▶ Short task a:
Copy out the rows from the line with "of the blue" through the last row, requests included. Raise each coordinate in the answer markers by 89, and leave the sample coordinates inside the requests unchanged.

▶ Given text:
:::::

These kinds of elliptic problems have been studied in great detail by many researchers. Depending on the concrete applications, the solution u(x) may represent different physical quantities such as the temperature, the hydraulic head or the electric potential at some certain point x, then D(x) stand for the thermal conductivity, the aquifer transmissivity, the electric conductivity, respectively, and f is the corresponding source.

The direct problem is usually well-posed, and used to find u by solving the partial differential equation given the coefficient D and the source term f. By contrast, practically, the boundary data, the diffusion coefficient, or the source term usually may not be given. And usually it is easier to measure the solution u at some points than to measure the coefficient D(x) directly. These lead to the inverse problems, which are utilized to estimate the unknown coefficient D on n given a measured data ug(x) of the solution.

In many applications, inverse problems can be nonlinear and ill-posed which makes them difficult to solve numerically. There are many existing methods to deal with this inverse problem. The most difficult issue in analyzing and solving the above inverse problem of recovering the parameter D(x) lies in their strong instability with respect to the errors in the measured data, i.e., small errors in the data may cause tremendous changes of the unknown parameter D(x).

On the one hand, in order to achieve a reasonable and practically acceptable numerical reconstruction of the parameter D, one may have to resort to some reg-ularization techniques to transform the unstable ill-posed parameter identification process into a stable mathematical process. Tikhonov regularization is one of the most frequently used and robust regularization techniques [4,5], which often leads to a stabilized nonlinear minimization problem, e.g. least-squares solutions, instead of solving the ill-posed problems directly, and then employs some suitable method for its solution. But the optimal solutions of the inverse problems are still hard to obtain because it depends on the regularization conditions. To overcome the drawbacks of the regularization methods, the conjugate gradient method is chosen as a practical and powerful iterative technique for solving ill-posed problems. Moreover, the conjugate gradient method is also known as an iterative regularization method, where the number of the iteration is taken as the regularization parameter. And it has been successfully applied to various inverse problems [6-8].

On the other hand, in recent few years, deep learning has obtained very greatly progress in many respects, such as imaging restoration, computed tomography and language processing. Deep neural networks contain multiple hidden layers, which can learn very complicated relationships between the input data and output data. Nowadays, neural network approaches are used as alternative and successful algorithms for solving inverse problems (see, for example [9-12]).

Due to difficulty of the nonlinearity and the ill-posedness, further research is needed to provide more effective and feasible numerical methods of the coefficient

inverse problems. The authors in [13] gave an iterative deep neural network for solving ill-posed inverse problems, and compared with classical regularization methods on tomographic examples. Beilina et al. in [14] presented a globally convergent numerical scheme for a multidimensional coefficient inverse problem of a hyperbolic partial differential equation. In [15], they presented error estimates for identifying the scalar diffusion coefficient of an elliptic problem with homogeneous Dirichlet boundary conditions. The authors in [16] developed the iterative neural network approaches for the coefficient and the evolutionary inverse problems, respectively. In [17-21], they showed the convergence of the finite element methods with Tikhonov regularization for identifying the diffusion coefficients in elliptic problems. A combined deep neural networks with Tikhonov regularization method for solving the inverse problem was introduced in [22].

:::::

▶ Records shown:
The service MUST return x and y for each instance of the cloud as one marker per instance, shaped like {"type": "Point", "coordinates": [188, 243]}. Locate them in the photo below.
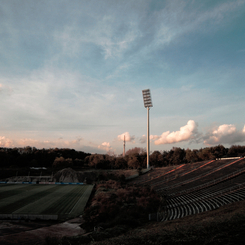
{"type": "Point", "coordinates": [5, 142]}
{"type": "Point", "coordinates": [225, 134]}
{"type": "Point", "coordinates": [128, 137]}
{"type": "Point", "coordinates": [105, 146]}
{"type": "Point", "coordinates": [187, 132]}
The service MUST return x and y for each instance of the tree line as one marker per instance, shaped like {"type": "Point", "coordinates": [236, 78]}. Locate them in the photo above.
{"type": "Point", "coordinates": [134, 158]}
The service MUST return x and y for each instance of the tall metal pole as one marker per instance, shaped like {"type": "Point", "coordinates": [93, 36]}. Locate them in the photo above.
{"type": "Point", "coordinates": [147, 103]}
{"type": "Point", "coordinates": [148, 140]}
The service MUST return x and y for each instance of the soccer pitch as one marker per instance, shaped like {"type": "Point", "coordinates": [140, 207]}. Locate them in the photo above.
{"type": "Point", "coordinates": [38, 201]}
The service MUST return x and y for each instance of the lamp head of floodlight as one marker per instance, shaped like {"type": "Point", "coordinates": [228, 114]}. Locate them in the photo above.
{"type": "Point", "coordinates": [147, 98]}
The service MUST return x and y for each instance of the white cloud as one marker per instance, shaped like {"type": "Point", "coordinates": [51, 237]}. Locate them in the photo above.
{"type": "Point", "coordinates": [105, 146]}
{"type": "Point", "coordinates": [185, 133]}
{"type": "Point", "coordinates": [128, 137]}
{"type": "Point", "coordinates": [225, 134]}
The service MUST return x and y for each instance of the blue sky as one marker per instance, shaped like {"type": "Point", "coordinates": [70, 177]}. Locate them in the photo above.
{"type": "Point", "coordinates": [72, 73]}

:::::

▶ Short task b:
Carry on with the passage on inverse coefficient problems from where it stops.

▶ Exercise response a:
The service MUST return x and y for each instance of the blue sky as one marker per instance, shaped like {"type": "Point", "coordinates": [70, 177]}. Locate them in the photo above.
{"type": "Point", "coordinates": [161, 162]}

▶ Exercise response b:
In this paper, we investigate the inverse problem for identifying the coefficient of a nonlinear diffusion equation. We mainly introduce two numerical approaches for solving the coefficient inverse problem. In a classical approach, we use the finite element method to discretize the nonlinear diffusion equation and then deal with the resulting discrete nonlinear system by Newton's method. We apply the conjugate gradient method to construct an efficient solver of the discrete ill-posed linear system. Meanwhile, we solve the coefficient inverse problem by neural network approach for training the correlation between the observed data with the unknown coefficient and demonstrate the efficiency of our methods by the numerical examples.

The article is organized as follows: The coefficient inverse problem of the nonlinear diffusion model is stated in Section 2. We reformulate the coefficient inverse problem into a minimization problem and then solve it by an iterative regularization method in Section 3. The neural network method for solving the inverse problem is constructed in Section 4. Some numerical experiments using our methods are carried out in Section 5 to verify that the efficiency of our methods. Finally, the conclusions and further ideas are presented in Section 6.

We end this section with an introduction of some notation which will be used in the subsequent sections. For any m > 0 and p > 0, Wm'p(n) stands for the standard Sobolev spaces of mth order, and we write it as Hm(n) for p = 2, L2(n) for m = 0 and p = 2. The inner product in L2(n) will be expressed by (■, -)L2(o) or simply (■, ■) if no confusion is caused.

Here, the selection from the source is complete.